Excerpted passage:
This is in the San Francisco Chronicle stylebook:

'Avoid use of “reform” or “reformer.” “Reform” means a change for the better.

'A reform to one person may be a change for the worse to another.'

It's actually under "country-specific information/Russia," and nobody knows it's there; the newspaper uses "reform" frequently in the manner that's now being criticized. But it IS there. Duplicating this comment on the "reform" post.

A follow-up: In my view, "corporate reform" is a highly imperfect term, but critics of the package of policies commonly labeled "education reform" are struggling to deal with the flawed, misleading "reform" label.

Newspaper copy desks went around and around for years about the term "pro-life" -- a highly loaded propaganda term created by opponents of abortion, but one that became so common it started to roll off the tongue. If the solution had been simple, newspaper copy desks wouldn't have debated this for years.

"Education reform" is in the same category, but fewer people bother to debate it and it's often used without question.

Excellent point They played their high-dollar political cards very skillfully and got editorial boards on their side

Like the NYT reported today:

The Democrats’ widespread losses last week have revived a debate inside the party about its fundamental identity, a long-running feud between center and left that has taken on new urgency in the aftermath of a disastrous election and in a time of deeply felt economic anxiety.

Data lines:
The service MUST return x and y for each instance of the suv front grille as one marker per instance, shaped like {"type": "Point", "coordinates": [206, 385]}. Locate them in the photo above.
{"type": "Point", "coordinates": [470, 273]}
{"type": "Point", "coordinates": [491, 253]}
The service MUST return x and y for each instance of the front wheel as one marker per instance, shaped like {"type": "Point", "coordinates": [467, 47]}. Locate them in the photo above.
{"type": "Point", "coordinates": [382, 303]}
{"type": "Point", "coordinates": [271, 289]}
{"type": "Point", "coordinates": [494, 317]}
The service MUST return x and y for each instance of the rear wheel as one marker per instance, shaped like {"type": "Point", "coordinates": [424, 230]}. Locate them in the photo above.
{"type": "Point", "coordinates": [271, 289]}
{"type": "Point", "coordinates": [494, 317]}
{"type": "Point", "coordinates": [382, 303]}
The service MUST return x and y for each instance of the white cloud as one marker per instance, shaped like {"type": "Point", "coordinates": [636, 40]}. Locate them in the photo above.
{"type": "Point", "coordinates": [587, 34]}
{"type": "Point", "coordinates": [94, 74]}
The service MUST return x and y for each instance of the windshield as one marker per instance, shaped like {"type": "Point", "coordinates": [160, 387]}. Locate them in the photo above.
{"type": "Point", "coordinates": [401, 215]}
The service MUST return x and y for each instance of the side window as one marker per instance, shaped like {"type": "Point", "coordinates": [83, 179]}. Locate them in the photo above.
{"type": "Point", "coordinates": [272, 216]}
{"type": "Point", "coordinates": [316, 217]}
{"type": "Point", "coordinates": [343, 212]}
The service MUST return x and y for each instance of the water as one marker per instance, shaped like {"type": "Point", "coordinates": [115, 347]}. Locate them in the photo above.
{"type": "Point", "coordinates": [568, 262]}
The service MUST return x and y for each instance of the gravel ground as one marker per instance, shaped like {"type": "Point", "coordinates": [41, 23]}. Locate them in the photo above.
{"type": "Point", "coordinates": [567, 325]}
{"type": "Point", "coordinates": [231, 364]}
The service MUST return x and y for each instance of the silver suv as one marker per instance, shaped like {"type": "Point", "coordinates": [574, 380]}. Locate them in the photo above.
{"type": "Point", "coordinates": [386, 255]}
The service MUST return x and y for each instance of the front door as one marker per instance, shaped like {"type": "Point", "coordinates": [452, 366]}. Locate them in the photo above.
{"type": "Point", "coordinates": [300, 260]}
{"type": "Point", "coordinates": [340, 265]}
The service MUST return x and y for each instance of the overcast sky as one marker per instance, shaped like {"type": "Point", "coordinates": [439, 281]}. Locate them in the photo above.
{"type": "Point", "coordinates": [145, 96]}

Exercise set:
1. Retype the listing from the line containing "of the overcast" through the last line of the listing, including both ends.
2. Write the next part of the passage on how newspapers use the word "reform," starting right after its final sentence.
The passage on the word "reform" and the listing are unrelated to each other.

Solved tasks:
1.
The service MUST return x and y for each instance of the overcast sky as one marker per instance, shaped like {"type": "Point", "coordinates": [439, 281]}. Locate them in the photo above.
{"type": "Point", "coordinates": [145, 96]}

2.
The discussion is taking place in post-election meetings, conference calls and dueling memos from liberals and moderates. But it will soon grow louder, shaping the actions of congressional Democrats in President Obama’s final two years and, more notably, defining the party’s presidential primary in 2016.

“The debate will ultimately play out in a battle for the soul of the Clinton campaign,” said Matt Bennett, a senior official at Third Way, the centrist political group.

Using the words "corporate reform" can be beneficial overall, not just arguing against education "reform." It can rally blue collar Dems and the Democratic wing of the Democratic party.